▶ PASSAGE FOR REVIEW:
....
Swine flu wanes, but experts say pandemic strain could reemerge
Tuesday, February 23, 2010
Even as officials from the Centers for Disease Control and Prevention are announcing that the epidemic of the H1N1 flu is no longer widespread in any state, no disease expert is willing to say there isn't a third -- or fourth -- wave of swine flu in the country's future.
Influenza transmission waxes and wanes, and outbreaks of novel pandemic strains occur in particularly unpredictable waves that depend on such variables as human behavior, atmospheric conditions and even competition from other microbes. That places them among the bigger mysteries of epidemiology, the science of disease outbreaks.
The "Spanish flu" of 1918 had four waves of greatly differing deadliness, spread over two years. The "Asian flu" of 1957, like the current H1N1 strain, had a late-spring and a fall wave -- followed by a third in late winter of 1958. It then took a year off before peaking again in 1960. The "Hong Kong flu" of 1968 had more than a year hiatus between its two waves, with the second infecting nearly as many people as the first.
"We are not at all out of the woods because the virus continues to circulate, but the chances of a very large additional wave are very hard to predict," said Anne M. Schuchat, who is leading the government's response to the H1N1 pandemic at the CDC.
What explains the retreat of this flu since its peak in late October? "That's a great question, and it is still very much an open question," said Katia Koelle, a biologist at Duke University who studies the dynamics of disease outbreaks.
Why doesn't a flu outbreak last all winter, when the optimal conditions of cool temperatures, low humidity and crowded living are present? "It just doesn't. It runs through a community and moves on," said Walter R. Dowdle, who worked at CDC during the 1968 pandemic and is now an epidemiologist at the Task Force for Global Health in Decatur, Ga.
....
▶ PROVIDED DATA:
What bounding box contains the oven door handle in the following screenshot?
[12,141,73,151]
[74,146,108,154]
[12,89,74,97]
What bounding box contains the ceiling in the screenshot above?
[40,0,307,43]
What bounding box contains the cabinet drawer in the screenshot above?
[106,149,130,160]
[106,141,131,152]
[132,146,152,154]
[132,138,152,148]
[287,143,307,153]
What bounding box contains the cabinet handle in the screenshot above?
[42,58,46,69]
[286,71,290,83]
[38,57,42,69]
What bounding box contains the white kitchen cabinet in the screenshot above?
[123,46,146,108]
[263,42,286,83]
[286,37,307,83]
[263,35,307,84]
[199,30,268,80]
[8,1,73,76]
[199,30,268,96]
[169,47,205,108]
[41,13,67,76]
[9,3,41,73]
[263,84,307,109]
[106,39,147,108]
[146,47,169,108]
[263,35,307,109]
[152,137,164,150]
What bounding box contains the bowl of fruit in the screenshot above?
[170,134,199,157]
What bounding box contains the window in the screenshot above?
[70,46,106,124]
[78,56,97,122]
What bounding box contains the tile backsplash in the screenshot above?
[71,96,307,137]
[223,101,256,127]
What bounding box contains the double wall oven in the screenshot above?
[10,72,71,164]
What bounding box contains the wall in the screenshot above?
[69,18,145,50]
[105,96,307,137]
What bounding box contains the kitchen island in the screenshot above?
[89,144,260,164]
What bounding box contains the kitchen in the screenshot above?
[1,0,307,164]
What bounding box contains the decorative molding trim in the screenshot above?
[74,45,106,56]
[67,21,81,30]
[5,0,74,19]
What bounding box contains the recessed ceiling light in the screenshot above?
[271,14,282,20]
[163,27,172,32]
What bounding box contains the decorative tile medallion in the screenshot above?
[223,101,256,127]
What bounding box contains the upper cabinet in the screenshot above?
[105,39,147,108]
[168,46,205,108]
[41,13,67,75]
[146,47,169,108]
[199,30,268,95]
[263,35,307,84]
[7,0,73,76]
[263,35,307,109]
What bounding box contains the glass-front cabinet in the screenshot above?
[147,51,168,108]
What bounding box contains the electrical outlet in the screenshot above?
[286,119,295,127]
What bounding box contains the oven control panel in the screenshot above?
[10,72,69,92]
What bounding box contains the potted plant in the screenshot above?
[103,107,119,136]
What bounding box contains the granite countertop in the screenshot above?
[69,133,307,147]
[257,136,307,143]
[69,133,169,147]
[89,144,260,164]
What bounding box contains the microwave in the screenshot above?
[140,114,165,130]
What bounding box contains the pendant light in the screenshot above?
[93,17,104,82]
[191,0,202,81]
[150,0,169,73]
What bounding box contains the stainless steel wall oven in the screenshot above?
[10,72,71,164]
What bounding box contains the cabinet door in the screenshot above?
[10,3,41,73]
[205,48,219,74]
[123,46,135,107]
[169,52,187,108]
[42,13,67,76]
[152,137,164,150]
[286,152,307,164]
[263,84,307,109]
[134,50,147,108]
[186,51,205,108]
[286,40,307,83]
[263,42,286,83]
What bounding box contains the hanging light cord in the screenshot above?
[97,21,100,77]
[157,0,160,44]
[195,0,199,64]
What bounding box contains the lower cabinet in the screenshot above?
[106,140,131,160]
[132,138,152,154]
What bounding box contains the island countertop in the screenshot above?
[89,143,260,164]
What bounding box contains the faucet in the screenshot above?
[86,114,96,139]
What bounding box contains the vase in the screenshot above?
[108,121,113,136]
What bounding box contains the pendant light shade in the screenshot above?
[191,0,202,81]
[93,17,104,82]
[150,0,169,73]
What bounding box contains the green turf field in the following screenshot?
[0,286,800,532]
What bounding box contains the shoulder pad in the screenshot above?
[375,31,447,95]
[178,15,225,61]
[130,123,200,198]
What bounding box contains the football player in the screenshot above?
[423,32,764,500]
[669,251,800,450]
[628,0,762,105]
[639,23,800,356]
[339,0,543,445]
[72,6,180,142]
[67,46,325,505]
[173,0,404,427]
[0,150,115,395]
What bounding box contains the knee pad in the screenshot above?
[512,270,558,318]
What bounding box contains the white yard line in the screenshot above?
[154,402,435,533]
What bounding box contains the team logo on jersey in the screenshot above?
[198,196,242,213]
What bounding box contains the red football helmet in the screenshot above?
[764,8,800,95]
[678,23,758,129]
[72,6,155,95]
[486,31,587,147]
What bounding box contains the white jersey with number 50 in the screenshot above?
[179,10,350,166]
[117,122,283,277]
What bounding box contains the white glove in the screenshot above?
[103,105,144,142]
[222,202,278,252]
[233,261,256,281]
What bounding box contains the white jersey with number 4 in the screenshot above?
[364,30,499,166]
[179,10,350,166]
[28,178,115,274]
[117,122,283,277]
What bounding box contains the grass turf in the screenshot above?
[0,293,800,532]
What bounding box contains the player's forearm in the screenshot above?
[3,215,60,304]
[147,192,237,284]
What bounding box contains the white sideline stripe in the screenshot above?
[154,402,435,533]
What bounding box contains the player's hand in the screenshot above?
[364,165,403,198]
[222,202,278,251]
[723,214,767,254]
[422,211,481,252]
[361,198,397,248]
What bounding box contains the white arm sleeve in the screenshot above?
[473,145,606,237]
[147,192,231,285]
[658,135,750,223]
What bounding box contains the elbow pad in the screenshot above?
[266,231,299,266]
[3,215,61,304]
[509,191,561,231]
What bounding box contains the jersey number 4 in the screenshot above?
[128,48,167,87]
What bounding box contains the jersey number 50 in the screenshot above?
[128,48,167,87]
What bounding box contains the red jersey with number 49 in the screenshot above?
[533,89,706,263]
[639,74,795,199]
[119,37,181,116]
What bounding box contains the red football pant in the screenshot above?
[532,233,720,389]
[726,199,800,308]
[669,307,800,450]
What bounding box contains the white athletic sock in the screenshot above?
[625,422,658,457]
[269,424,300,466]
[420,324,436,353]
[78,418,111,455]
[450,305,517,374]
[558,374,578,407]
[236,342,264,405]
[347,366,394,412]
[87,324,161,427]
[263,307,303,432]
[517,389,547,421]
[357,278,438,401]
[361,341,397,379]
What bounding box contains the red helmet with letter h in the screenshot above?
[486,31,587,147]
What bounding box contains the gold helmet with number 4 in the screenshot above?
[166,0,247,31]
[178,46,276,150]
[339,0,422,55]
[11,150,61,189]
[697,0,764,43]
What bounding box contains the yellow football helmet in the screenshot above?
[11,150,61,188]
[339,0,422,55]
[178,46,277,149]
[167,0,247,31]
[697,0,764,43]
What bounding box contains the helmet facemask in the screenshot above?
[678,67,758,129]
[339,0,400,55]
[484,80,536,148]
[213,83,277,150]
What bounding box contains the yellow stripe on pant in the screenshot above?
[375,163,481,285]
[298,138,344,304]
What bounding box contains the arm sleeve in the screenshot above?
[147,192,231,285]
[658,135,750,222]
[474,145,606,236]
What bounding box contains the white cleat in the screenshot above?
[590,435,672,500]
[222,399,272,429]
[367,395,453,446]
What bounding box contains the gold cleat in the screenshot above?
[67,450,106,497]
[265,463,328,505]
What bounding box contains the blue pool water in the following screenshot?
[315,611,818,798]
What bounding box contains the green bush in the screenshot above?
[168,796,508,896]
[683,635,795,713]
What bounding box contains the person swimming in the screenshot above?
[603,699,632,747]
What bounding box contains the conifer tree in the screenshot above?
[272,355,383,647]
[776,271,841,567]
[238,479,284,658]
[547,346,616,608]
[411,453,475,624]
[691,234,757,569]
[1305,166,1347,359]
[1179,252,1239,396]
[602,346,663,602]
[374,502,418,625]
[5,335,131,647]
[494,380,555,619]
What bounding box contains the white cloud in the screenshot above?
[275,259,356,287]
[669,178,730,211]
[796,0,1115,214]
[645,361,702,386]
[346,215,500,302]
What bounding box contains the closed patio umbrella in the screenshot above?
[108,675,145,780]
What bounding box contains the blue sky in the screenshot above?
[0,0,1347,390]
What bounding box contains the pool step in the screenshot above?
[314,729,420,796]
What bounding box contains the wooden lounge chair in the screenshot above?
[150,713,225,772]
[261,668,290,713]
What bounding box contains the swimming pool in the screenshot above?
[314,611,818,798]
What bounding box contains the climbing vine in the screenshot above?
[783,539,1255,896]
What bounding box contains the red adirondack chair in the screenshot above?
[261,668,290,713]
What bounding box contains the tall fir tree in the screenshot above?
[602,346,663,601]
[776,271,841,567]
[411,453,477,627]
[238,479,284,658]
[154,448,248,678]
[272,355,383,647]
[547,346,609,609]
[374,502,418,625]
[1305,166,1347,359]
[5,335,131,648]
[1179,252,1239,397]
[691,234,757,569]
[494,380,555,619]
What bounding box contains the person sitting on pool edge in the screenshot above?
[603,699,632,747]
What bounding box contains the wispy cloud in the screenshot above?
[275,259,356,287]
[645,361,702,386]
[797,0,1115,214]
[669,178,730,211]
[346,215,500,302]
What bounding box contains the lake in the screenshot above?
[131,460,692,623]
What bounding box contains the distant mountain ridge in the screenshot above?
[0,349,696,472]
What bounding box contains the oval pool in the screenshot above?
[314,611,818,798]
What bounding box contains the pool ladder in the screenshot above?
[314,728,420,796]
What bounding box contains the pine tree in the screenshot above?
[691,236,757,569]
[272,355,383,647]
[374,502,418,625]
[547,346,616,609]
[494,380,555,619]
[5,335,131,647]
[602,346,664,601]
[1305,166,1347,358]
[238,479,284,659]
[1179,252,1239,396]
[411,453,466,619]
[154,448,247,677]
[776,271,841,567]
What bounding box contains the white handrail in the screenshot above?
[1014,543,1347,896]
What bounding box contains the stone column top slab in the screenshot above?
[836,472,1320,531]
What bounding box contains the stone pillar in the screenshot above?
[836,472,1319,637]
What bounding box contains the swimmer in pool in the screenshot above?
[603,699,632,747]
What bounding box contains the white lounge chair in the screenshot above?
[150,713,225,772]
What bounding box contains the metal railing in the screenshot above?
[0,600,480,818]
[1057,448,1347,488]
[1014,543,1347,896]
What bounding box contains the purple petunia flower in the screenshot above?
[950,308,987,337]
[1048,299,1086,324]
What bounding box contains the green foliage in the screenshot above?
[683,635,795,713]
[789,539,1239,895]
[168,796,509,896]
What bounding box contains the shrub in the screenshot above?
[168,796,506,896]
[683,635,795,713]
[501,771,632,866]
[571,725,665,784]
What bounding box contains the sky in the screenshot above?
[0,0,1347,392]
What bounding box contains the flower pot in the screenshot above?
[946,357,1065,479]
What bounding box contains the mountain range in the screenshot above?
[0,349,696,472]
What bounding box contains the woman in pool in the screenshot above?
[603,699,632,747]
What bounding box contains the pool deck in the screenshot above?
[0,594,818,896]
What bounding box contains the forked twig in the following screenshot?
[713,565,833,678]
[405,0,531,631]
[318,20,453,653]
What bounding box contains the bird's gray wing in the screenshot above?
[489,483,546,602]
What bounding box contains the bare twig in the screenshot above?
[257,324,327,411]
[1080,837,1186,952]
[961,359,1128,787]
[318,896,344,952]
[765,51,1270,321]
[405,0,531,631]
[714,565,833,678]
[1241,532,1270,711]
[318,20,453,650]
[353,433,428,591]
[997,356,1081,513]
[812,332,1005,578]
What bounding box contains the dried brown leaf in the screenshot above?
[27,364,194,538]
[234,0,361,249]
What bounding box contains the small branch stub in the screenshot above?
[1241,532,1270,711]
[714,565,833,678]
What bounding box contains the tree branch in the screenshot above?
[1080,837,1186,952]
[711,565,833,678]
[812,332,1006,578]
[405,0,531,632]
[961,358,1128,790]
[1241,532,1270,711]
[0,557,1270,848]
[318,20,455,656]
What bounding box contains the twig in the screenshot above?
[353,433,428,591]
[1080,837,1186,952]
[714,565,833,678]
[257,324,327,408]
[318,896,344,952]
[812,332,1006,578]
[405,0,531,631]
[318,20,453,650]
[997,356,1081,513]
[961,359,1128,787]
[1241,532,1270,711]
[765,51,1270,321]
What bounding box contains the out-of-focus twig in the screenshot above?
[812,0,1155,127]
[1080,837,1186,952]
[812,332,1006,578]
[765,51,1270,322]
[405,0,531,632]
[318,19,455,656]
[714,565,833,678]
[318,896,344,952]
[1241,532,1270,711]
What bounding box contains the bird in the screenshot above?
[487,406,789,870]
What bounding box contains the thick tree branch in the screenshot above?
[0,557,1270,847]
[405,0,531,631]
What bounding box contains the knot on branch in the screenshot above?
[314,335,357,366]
....
▶ LIST OF TASKS:
[A] Translate this sentence from the swine flu article into Spanish: "The "Spanish flu" of 1918 had four waves of greatly differing deadliness, spread over two years."
[B] Answer these questions from the swine flu article:
(i) In what year did the "Asian flu" peak again after taking a year off?
(ii) At which university is Katia Koelle a biologist?
(iii) In which city is the Task Force for Global Health located?
[C] List every person quoted by name in the swine flu article.
The records were taken from a separate source.

▶ ANSWERS BY ITEM:
[A] La «gripe española» de 1918 tuvo cuatro oleadas de letalidad muy distinta, repartidas a lo largo de dos años.

[B]
(i) 1960
(ii) Duke University
(iii) Decatur, Ga.

[C]
Anne M. Schuchat
Katia Koelle
Walter R. Dowdle